Reproduce the entire listing below exactly.

•••

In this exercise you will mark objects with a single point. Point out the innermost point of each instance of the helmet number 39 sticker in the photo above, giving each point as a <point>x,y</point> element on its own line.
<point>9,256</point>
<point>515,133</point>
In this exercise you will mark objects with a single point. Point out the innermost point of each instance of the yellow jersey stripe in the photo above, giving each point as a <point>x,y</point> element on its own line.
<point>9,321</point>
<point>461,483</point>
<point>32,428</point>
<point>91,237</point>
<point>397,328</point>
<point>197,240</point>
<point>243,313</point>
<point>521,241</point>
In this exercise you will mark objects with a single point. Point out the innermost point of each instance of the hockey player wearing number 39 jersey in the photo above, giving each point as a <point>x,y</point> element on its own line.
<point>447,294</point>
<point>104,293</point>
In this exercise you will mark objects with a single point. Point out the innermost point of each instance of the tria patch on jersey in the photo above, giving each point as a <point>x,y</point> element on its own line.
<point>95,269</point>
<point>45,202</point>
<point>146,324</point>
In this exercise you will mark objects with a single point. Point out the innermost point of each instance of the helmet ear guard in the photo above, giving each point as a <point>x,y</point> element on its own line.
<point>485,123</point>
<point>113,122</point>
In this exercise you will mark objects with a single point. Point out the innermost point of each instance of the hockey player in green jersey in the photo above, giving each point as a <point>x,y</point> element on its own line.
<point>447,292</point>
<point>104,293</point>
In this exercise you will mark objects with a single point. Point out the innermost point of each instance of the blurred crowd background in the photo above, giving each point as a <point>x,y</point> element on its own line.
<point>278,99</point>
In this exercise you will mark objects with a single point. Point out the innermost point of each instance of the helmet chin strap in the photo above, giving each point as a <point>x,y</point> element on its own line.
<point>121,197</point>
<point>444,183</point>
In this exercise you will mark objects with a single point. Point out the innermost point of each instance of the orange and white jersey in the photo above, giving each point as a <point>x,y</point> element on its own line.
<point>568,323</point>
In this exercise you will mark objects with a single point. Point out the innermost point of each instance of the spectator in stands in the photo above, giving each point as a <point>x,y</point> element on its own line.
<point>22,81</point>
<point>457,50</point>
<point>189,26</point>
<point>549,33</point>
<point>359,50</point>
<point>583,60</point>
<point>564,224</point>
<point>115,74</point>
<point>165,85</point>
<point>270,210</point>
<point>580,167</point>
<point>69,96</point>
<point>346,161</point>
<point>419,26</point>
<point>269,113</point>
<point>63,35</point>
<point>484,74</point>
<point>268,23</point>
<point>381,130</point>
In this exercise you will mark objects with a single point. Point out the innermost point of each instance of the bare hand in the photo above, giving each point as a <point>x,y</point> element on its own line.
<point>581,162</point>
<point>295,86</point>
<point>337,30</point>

•••

== Problem solution ==
In this exercise you will mark objects with a single point. Point out the innermost point of each instance of the helmet number 39 sticker in the photo above, giving each point as a <point>x,y</point> element on its own line.
<point>9,256</point>
<point>515,133</point>
In this exercise you will mark objects with a single point. Point out the innermost point of each instance of the yellow jersey stripe in the photo above, giving each point as a <point>x,y</point> element on its own line.
<point>9,321</point>
<point>461,483</point>
<point>32,428</point>
<point>91,237</point>
<point>397,328</point>
<point>197,240</point>
<point>243,313</point>
<point>521,241</point>
In this exercise you will mark objects with a single point. Point out the innermost point of each instance of the hockey player wearing number 39 jersey in the photo above, giving each point as a <point>x,y</point> element on its own line.
<point>447,294</point>
<point>104,293</point>
In this exercise you will mark objects with a single point. Point out the innermost point of each instance of the tria patch on jersey in the photo above, giving each point as a <point>x,y</point> element on its own line.
<point>95,269</point>
<point>45,202</point>
<point>146,324</point>
In this exercise you will mark objects with a single point. Point out the innermost point of each instance of the helmet ear guard in the photo above, giving each point as a <point>x,y</point> element on its own line.
<point>485,123</point>
<point>113,122</point>
In this exercise you will mark objects with a single point. Point out the innermost point of each instance of the hockey player in green jersey in the photo above, giving each point as a <point>x,y</point> element on its own line.
<point>447,292</point>
<point>104,293</point>
In this exercise you will mark objects with a single point. Point out the innermost point of each instance of the blurred crowd background in the photo above, giving each point as a <point>x,y</point> element on its own line.
<point>278,99</point>
In this exercise you will mark objects with a single point. Point out the innermost point of each instance of the helmet chin strap in the photo above, giving each point as a <point>x,y</point> element on its own line.
<point>121,197</point>
<point>444,183</point>
In this exercise you will mark objects with a single point. Point out the innermost point of each instance of the orange and white jersey in the photo above, giving each point as a <point>x,y</point> element on its own line.
<point>568,323</point>
In this exercise you will mark objects with a single point. Point out the innermost point of each instance of the spectator in stands in the photo above, giving each point as a <point>x,y</point> element on its own line.
<point>22,81</point>
<point>457,50</point>
<point>189,26</point>
<point>549,33</point>
<point>359,50</point>
<point>583,60</point>
<point>564,224</point>
<point>115,74</point>
<point>165,85</point>
<point>270,210</point>
<point>580,167</point>
<point>69,96</point>
<point>346,161</point>
<point>419,26</point>
<point>269,113</point>
<point>63,35</point>
<point>484,74</point>
<point>268,23</point>
<point>381,130</point>
In this exercise you will mark objects with a single point. Point out the innermost point of each instance of the bare hand in the photo above, giving each point as a <point>x,y</point> element on its own line.
<point>581,162</point>
<point>295,86</point>
<point>337,30</point>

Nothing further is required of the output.